» **About this task**: Show the lines below that contain the string "truck".

» **Available records**:
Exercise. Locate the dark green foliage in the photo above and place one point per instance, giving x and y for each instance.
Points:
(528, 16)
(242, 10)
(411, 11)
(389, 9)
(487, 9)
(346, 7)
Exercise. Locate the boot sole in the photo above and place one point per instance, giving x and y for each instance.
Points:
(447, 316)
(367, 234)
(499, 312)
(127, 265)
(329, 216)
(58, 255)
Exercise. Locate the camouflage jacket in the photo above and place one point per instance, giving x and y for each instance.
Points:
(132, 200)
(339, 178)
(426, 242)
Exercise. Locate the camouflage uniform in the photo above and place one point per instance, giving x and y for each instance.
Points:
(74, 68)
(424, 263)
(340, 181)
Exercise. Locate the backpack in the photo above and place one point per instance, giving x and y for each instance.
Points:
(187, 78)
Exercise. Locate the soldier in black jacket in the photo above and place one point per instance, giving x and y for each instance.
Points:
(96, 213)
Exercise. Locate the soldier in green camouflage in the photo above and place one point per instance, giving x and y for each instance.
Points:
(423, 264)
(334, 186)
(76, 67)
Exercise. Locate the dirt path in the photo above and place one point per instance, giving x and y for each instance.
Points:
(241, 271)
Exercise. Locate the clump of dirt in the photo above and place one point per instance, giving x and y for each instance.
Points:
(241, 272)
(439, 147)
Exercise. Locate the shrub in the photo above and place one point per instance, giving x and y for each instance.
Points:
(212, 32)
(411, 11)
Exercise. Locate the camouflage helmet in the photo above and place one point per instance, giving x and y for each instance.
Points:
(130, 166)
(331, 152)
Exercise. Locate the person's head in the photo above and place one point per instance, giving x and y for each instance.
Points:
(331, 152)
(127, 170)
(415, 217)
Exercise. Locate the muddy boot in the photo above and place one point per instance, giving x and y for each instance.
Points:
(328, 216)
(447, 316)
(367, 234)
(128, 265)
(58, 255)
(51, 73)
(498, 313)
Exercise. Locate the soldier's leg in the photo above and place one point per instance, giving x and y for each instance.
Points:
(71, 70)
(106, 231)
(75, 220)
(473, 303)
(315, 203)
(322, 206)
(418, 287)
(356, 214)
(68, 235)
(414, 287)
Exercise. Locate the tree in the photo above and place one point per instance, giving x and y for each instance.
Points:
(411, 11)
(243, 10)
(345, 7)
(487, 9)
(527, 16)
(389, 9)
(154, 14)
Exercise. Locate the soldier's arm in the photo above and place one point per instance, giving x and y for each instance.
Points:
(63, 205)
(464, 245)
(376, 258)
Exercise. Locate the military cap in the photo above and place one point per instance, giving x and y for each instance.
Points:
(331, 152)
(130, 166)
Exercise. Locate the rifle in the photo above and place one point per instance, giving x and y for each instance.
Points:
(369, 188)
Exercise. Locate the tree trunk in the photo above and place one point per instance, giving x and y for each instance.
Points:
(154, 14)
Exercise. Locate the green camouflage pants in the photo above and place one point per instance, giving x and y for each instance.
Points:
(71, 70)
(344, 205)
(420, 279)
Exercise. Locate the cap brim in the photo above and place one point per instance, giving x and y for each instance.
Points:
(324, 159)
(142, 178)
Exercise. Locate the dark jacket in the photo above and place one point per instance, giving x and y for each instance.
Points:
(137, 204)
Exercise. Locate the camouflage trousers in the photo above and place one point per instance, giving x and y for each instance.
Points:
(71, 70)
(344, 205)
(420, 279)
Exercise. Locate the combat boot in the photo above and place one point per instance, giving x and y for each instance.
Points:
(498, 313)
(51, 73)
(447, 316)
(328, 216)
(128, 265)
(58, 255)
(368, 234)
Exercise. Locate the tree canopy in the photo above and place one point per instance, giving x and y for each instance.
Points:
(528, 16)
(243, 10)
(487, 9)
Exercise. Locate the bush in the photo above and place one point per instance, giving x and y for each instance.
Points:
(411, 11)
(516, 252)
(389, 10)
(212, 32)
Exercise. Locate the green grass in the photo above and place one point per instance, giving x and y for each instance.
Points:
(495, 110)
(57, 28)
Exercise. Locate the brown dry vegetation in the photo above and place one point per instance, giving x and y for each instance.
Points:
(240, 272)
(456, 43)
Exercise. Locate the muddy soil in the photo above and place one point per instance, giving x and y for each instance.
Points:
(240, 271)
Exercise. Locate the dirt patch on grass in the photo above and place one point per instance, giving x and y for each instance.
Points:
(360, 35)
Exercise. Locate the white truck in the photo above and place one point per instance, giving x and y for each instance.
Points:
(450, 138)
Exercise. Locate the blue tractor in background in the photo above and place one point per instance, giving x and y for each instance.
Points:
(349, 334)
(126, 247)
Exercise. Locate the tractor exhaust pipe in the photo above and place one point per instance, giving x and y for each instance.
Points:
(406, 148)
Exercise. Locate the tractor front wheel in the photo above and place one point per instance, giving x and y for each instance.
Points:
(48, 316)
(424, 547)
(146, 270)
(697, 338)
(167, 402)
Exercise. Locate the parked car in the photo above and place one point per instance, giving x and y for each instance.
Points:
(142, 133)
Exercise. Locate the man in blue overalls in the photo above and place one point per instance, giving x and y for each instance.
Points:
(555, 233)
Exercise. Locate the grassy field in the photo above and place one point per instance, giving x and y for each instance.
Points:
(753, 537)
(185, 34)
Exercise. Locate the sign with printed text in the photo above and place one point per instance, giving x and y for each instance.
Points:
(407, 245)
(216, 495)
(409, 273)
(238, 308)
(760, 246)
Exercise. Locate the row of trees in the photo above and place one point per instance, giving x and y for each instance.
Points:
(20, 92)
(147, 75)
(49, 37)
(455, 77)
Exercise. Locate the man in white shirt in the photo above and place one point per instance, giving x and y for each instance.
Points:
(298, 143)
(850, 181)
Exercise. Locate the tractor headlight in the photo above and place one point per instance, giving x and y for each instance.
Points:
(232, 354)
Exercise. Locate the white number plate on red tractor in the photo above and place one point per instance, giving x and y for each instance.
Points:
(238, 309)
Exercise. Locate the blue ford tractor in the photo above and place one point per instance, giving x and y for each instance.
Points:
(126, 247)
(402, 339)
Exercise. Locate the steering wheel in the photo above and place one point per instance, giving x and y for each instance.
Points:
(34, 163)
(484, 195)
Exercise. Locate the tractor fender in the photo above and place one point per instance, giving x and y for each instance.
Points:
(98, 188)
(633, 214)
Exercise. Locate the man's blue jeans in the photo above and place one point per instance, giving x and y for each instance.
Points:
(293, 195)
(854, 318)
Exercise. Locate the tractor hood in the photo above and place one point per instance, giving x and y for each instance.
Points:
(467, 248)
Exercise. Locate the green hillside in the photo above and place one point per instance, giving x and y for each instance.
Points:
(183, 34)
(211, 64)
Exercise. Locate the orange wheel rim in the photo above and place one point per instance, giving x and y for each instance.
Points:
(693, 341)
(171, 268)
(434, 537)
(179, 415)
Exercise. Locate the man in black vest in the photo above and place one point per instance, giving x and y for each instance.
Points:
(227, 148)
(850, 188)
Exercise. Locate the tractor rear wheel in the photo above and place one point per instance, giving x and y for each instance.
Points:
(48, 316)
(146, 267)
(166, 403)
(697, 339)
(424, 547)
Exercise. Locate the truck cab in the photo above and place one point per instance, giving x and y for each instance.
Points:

» **Response box**:
Exercise. Locate the white truck in the photo above and place one point per instance, giving x and y for each instance.
Exercise. Locate the truck cab in the photo above and place one point per instance, giving x and y for each instance.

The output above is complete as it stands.